■ **Textauszug**
————————

Die Preise steigen in sämtlichen Bereichen an – Lebensmittel, Energie, Benzin. Merken Sie das bereits in der Beratung?

Rückschloss-Friedel: Ja, auf jeden Fall. Das betrifft viele Menschen, die in prekären Beschäftigungsverhältnissen sind. In Ingolstadt arbeiten viele eben nicht bei Audi, sondern beispielsweise bei den Zulieferfirmen mit ganz anderem Einkommen. Da wird schnell gemerkt, dass es so plötzlich nicht mehr funktioniert. Die Preissteigerungen, die Energiekosten und Benzinpreise machen sich deutlich bemerkbar.

Audi kann dann auch irgendwo ein Problem sein. Vermieter setzen zum Beispiel höhere Mieten an. Hier in der Gegend sind die Mieten sehr hoch. Wenn jemand 1300 Euro verdient und 900 Euro für Miete bezahlt – dann fängt es eben an zu wackeln. Audi hat Vorteile – aber für andere eben auch Nachteile.

————————

■ **Extrahierte Daten**

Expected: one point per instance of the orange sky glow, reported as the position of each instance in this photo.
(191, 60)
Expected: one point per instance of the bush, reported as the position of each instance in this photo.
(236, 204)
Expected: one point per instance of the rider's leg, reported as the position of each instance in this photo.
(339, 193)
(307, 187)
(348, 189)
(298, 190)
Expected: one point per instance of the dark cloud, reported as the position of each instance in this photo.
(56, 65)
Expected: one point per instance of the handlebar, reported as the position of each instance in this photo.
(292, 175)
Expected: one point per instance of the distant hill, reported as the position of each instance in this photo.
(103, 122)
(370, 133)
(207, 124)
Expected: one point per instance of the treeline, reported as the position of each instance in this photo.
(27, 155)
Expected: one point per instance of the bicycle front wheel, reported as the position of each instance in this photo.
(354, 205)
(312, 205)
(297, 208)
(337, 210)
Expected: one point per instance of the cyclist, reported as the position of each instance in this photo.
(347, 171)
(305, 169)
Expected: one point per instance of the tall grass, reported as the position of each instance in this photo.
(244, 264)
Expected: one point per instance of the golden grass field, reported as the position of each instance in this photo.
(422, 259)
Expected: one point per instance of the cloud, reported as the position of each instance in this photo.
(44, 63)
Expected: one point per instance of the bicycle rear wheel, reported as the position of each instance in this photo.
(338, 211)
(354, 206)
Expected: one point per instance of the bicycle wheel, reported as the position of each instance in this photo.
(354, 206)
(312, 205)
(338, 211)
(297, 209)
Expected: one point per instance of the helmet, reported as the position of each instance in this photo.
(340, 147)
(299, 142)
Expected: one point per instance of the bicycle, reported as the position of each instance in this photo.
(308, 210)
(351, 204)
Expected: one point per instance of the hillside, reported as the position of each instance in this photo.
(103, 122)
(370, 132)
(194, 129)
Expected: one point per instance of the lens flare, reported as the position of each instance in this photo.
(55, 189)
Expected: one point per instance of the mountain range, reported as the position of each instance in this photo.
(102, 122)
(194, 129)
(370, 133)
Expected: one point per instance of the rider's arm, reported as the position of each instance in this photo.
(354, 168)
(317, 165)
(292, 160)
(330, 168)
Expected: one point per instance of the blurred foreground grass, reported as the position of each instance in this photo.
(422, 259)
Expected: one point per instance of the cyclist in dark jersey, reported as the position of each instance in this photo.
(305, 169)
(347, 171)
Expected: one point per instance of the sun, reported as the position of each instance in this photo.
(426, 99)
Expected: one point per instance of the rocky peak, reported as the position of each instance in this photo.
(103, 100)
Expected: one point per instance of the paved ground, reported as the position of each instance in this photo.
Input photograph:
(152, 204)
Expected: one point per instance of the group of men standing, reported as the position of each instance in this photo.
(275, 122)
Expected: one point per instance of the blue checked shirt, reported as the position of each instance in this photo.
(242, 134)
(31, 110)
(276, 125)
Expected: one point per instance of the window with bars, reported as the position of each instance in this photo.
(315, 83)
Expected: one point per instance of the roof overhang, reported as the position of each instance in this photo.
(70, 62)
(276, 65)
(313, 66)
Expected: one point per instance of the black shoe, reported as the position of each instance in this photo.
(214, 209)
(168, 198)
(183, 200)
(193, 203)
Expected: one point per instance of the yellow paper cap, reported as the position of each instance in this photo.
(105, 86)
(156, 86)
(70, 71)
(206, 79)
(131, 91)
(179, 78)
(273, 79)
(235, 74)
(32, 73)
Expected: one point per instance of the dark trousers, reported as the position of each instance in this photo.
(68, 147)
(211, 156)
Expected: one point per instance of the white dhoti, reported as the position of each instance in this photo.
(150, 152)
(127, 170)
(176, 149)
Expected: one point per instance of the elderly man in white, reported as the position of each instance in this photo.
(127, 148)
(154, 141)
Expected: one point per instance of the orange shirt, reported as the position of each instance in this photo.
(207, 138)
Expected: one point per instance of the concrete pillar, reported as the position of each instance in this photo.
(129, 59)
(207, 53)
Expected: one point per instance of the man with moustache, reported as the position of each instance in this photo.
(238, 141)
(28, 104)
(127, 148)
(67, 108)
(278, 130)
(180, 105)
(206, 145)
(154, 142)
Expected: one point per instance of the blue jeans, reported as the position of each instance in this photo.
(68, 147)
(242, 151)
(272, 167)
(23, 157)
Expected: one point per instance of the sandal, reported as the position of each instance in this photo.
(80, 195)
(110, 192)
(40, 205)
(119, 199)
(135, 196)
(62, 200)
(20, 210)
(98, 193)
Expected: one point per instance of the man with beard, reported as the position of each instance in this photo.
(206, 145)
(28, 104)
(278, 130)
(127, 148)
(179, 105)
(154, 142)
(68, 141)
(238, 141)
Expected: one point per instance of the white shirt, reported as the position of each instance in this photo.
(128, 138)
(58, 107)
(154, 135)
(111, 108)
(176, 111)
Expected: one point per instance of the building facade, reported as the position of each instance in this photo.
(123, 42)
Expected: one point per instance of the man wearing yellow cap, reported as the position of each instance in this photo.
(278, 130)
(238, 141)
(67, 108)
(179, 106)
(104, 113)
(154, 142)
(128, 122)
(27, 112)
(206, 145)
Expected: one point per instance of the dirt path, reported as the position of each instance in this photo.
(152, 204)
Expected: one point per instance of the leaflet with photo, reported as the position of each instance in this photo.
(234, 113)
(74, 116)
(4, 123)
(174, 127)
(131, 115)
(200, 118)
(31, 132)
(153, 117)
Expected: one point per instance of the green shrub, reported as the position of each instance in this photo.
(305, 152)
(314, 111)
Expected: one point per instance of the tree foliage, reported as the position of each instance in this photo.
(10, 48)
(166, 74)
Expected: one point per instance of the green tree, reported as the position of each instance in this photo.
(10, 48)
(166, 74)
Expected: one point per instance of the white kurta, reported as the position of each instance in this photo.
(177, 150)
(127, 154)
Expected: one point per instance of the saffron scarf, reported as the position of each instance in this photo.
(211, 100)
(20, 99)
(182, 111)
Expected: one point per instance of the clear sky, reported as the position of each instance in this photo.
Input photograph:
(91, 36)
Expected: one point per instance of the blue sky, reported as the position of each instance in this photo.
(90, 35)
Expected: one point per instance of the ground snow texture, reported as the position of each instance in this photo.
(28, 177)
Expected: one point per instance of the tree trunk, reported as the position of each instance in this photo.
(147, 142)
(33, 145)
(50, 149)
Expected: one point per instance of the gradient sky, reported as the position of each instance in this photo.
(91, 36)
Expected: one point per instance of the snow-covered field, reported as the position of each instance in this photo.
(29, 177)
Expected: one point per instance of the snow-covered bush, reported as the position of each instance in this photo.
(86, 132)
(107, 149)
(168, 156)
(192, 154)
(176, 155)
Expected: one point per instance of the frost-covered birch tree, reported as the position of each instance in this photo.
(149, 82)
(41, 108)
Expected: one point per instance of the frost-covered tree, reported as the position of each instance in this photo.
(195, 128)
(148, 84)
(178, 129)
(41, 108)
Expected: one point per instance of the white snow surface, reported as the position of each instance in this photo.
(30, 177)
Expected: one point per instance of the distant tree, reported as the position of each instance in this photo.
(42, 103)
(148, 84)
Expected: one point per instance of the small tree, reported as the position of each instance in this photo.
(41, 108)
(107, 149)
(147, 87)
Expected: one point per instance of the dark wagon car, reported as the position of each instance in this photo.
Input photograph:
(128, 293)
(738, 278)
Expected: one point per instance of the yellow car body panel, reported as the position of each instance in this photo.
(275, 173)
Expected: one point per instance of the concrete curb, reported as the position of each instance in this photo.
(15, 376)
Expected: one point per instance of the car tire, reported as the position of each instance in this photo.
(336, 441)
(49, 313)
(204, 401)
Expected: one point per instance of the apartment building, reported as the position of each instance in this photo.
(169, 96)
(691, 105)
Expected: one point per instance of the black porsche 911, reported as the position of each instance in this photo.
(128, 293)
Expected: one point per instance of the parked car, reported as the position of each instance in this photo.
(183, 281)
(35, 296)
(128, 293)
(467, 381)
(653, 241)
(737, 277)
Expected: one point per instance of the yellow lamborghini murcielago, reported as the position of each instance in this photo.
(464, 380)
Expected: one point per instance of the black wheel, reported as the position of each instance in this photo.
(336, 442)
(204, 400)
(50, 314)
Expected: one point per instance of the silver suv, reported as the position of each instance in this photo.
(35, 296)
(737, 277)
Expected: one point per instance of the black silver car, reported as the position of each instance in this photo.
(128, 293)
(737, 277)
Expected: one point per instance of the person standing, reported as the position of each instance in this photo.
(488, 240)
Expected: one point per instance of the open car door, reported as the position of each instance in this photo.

————————

■ **Probleme und Aufgaben**
1: Schreiben Sie aus dem Interview über die steigenden Preise alles von „Rückschloss-Friedel: Ja, auf“ bis hinunter zu „sich deutlich bemerkbar.“ ab.
2: Setzen Sie das Interview über die steigenden Preise in Ingolstadt nach seinem letzten Satz fort.
Die Daten werden hier nicht gebraucht.

■ **Die Antworten**
1:
Rückschloss-Friedel: Ja, auf jeden Fall. Das betrifft viele Menschen, die in prekären Beschäftigungsverhältnissen sind. In Ingolstadt arbeiten viele eben nicht bei Audi, sondern beispielsweise bei den Zulieferfirmen mit ganz anderem Einkommen. Da wird schnell gemerkt, dass es so plötzlich nicht mehr funktioniert. Die Preissteigerungen, die Energiekosten und Benzinpreise machen sich deutlich bemerkbar.

2:
Wer kommt noch zu Ihnen?

Rückschloss-Friedel: Wir bemerken, dass neue Schichten zu uns zur Beratung kommen. Viele Rentner, die verstärkt große Probleme haben, ihren Haushalt zu gestalten. Die Preise steigen, aber die Renten nicht in diesem Maße.

Winkler: Wir beraten auch Jugendliche. Viele haben nicht gelernt, für etwas Bestimmtes zu sparen. Der Umgang mit Geld wurde nicht gelernt. Es wird viel über das Internet bestellt. Und wenn ein Smartphone verloren wird, läuft der Vertrag weiter. Gleichzeitig wird ein neues Handy gekauft. Anfangs sind das kleine Beträge. Mit der Zeit summiert sich das aber.

Wie helfen Sie den Menschen in der Beratung?

Rückschloss-Friedel: Wir helfen ganz konkret. Als Erstes erstellen wir einen Haushaltsplan und schauen, wo es Probleme gibt. Wie ist das Einkommen und was sind die Ausgaben? Das ist für jeden wichtig.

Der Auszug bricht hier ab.